─── DOCUMENT EXTRACT ───

Here we are going to show you the easy methods to list active repositories.
It will helps you to know what are the repositories enabled on your system.
Once you have this information in handy then you can add any repositories that you want if its not already enabled.
Say for example, if you would like to enable `epel repository` then you need to check whether the epel repository is enabled or not. In this case this tutorial would help you.
### What Is Repository?
A software repository is a central place which stores the software packages for the particular application.
All the Linux distributions are maintaining their own repositories and they allow users to retrieve and install packages on their machine.
Each vendor offered a unique package management tool to manage their repositories such as search, install, update, upgrade, remove, etc.
Most of the Linux distributions comes as freeware except RHEL and SUSE. To access their repositories you need to buy a subscriptions.

───

GIVEN PROBLEM: Could you sum up the text on Linux repositories in two sentences? This material stands apart from the text on Linux repositories.

─── SUPPLIED ENTRIES ───

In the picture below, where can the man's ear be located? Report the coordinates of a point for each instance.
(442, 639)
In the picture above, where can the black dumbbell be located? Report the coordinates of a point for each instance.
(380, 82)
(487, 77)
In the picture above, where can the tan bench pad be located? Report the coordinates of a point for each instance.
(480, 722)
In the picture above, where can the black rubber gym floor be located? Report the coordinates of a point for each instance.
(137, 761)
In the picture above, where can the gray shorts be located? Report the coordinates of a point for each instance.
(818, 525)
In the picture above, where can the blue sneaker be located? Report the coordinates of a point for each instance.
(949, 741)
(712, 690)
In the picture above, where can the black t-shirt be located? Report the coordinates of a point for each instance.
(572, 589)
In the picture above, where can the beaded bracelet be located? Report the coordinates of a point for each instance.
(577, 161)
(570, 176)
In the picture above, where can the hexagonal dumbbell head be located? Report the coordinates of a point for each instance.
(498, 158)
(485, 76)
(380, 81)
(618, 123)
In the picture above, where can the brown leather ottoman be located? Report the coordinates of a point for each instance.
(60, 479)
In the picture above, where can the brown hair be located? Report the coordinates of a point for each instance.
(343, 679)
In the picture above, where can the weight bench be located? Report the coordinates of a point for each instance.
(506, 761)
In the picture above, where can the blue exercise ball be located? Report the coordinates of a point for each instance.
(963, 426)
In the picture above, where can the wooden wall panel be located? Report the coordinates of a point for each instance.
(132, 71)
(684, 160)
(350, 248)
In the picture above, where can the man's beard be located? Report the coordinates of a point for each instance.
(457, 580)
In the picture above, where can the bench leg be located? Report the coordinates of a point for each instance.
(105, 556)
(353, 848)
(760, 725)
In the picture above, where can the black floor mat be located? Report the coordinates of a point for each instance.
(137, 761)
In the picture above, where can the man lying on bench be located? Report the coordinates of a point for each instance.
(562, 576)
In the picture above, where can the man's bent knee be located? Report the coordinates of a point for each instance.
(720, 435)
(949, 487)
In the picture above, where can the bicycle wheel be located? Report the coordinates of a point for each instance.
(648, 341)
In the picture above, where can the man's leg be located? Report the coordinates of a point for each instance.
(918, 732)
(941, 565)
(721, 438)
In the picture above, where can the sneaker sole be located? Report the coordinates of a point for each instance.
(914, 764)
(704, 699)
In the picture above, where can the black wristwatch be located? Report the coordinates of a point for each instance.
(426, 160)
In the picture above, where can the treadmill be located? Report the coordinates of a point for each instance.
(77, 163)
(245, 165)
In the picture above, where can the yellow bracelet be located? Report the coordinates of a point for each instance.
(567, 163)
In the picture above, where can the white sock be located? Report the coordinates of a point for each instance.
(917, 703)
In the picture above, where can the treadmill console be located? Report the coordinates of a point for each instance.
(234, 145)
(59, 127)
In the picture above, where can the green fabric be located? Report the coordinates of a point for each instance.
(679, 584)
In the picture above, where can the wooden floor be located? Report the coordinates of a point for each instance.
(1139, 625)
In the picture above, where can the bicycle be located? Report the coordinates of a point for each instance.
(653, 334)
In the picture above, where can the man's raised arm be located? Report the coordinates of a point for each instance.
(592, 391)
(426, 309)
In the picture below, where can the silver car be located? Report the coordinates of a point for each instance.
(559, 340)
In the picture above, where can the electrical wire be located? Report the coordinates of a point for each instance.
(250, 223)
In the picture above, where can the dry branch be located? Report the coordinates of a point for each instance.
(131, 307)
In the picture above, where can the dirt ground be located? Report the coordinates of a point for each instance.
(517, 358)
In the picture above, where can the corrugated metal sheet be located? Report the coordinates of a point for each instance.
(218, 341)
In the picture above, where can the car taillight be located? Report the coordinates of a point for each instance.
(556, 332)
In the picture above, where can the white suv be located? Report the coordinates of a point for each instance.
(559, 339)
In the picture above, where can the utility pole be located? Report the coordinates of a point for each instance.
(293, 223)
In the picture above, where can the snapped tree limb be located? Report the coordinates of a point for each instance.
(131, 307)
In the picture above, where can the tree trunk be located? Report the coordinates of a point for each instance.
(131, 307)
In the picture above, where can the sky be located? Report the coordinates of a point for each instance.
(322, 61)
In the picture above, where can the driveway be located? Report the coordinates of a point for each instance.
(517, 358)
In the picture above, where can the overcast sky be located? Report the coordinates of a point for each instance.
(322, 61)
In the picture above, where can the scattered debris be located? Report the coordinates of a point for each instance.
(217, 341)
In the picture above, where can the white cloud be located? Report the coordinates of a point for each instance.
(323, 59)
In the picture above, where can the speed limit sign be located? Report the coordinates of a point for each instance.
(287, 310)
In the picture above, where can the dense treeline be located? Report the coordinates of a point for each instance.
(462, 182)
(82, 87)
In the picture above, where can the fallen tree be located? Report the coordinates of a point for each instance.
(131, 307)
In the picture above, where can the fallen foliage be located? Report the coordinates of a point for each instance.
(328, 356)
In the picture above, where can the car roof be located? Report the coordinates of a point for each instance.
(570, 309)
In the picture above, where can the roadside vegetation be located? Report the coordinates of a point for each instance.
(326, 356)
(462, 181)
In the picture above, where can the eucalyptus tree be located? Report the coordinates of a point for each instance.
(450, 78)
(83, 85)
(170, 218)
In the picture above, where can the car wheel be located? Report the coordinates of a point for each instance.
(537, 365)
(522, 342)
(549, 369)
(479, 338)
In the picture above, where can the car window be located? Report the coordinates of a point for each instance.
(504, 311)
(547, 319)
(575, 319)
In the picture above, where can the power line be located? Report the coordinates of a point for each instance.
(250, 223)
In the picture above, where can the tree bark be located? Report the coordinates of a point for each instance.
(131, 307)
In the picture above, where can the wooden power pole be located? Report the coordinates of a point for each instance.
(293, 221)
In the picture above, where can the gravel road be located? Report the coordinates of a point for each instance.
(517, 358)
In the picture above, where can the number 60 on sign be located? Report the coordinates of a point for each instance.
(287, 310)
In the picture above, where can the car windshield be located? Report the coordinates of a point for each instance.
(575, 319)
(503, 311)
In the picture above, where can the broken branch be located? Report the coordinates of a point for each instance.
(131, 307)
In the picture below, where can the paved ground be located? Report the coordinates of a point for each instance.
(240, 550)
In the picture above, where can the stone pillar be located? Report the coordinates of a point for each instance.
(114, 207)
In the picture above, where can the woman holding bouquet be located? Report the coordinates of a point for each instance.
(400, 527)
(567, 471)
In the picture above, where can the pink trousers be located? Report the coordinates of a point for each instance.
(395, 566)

───

EXERCISE RESULT: Knowing which repositories are enabled on a system lets you add any that are missing, such as the epel repository. A software repository is a central store of packages that each Linux distribution maintains with its own management tool, and access to the RHEL and SUSE repositories requires a paid subscription.